▶ PASSAGE PROVIDED
* * *

Key Experimental Results

Main Results (Scaling to large models, 14B actor, average@4)

Evaluated on MATH-500, Minerva Math, AMC 2023, and OlympiadBench. Actor: Qwen3-14B-Base, UTD=4, Batch 1024, Length 8192, LR 1e-6.

Method Configuration Relative Performance
GRPO No critic, group baseline Baseline
Naive AsyPPO Single 1.7B critic for 14B Fail (Insufficient capacity)
Naive AsyPPO Single 4B critic for 14B Effective learning restored
Symmetric PPO 14B critic High overhead
AsyPPO Dual 4B critic + 20% Masking + 20% Filtering SOTA on all four, ~3pt avg > GRPO

Key Observation: Single critics have a "capacity threshold"—a 1.7B critic can guide an 8B actor but fails for a 14B actor. AsyPPO lowers this threshold, allowing dual 1.7B critics to effectively improve a 14B actor. Computationally, AsyPPO reduces peak memory and step time by ~20% compared to symmetric PPO.

Ablation Study

Dimension Conclusion
Critic Size Follows a scaling law: larger critics yield higher policy peaks.
Critic Count Dual critics provide a qualitative shift; more critics add compute without extra gain.
Group Size 32 is the most robust setting.
Value Aggregation Mean is superior to Min, suggesting overestimation is not the primary issue in RL4LLM.

* * *

▶ DATA FOR ANALYSIS
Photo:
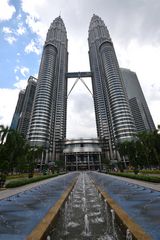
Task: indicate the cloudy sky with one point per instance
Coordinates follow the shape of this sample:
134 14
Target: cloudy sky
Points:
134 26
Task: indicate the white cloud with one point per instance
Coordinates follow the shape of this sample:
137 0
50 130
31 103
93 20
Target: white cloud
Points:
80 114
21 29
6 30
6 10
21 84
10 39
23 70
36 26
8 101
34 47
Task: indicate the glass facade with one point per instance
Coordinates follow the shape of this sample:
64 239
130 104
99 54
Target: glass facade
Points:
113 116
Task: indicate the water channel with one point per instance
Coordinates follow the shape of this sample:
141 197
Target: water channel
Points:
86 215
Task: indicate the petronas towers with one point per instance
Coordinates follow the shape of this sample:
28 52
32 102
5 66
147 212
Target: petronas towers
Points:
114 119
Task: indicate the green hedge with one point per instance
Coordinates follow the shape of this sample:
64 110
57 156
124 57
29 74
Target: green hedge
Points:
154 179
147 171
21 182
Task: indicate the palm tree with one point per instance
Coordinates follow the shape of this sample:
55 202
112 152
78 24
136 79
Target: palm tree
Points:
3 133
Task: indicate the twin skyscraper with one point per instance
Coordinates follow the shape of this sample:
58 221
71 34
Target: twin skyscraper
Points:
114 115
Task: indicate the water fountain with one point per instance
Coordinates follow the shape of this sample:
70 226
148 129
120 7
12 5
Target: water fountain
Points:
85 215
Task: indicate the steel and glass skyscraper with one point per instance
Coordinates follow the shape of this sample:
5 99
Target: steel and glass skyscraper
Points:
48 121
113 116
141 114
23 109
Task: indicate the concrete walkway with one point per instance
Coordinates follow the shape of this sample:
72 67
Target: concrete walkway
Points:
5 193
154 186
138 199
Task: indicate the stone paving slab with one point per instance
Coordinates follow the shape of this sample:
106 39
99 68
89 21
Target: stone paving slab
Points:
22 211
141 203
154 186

* * *

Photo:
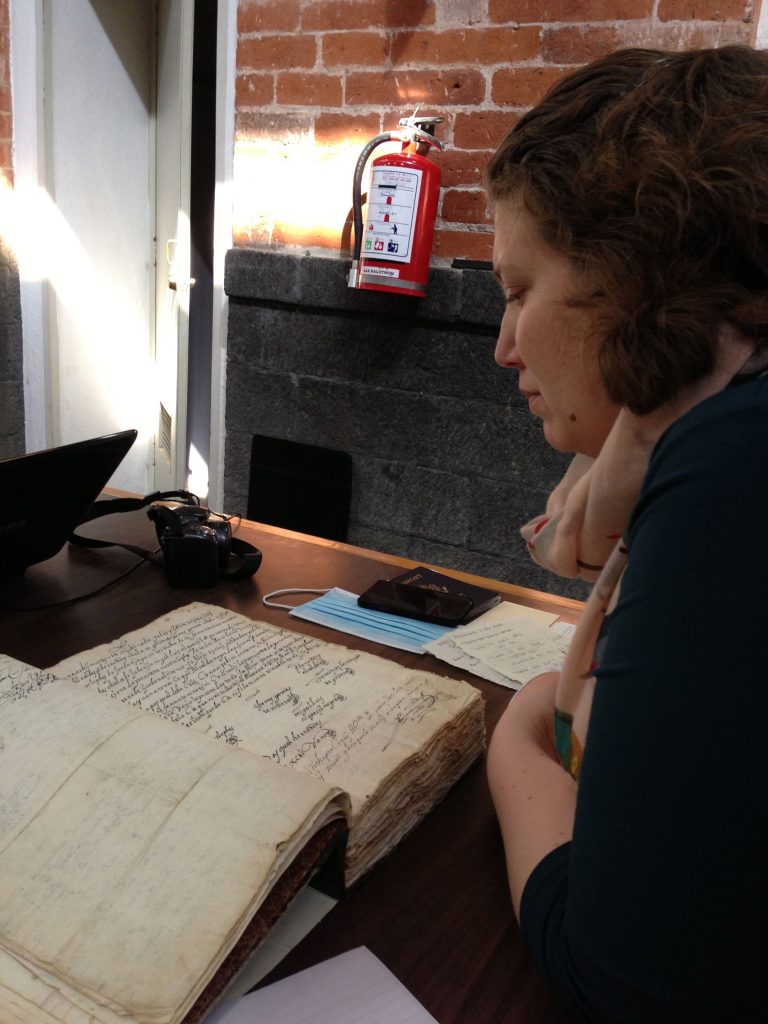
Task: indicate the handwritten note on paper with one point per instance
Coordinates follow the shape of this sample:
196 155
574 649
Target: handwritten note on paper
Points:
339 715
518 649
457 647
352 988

* * *

▶ WORK ORDER
Continue the AsyPPO experimental results text, starting right after its last line. The data above play no part in this work.

▶ RESULT OF THE TASK
Masking Ratio 20% masking for low value-std states provides the best gain.
Filtering Ratio 20% filtering provides the best exploration-exploitation balance.

Key Findings

  • Using only 5k open-source samples, AsyPPO improves Qwen3-4B-Base by >6% over classic PPO and ~3% for 8B/14B models.
  • Advantage masking (~6 pts) and entropy filtering (~7 pts) independently contribute significant gains.
  • Low value-std states typically show low entropy, but low entropy states do not always show low value-std, making value-std a more accurate uncertainty metric.

Highlights & Insights

  • Redefining "to critic or not" as an architectural question. While others avoid critics (GRPO), this paper argues the issue is the symmetric assumption. Breaking it allows for both robustness and efficiency.
  • Leveraging Pre-training Priors. Small critics in RL4LLM inherit pre-trained representations, making "small-guiding-large" feasible, unlike in classic RL where agents start from scratch.
  • Economical Signal Usage. The standard deviation of the ensemble acts as both an "informativeness" signal (masking) and a "non-decision" signal (filtering).
  • Practical Engineering Utility. The "dual critic sweet spot" simplifies hyperparameter tuning for ensemble sizes.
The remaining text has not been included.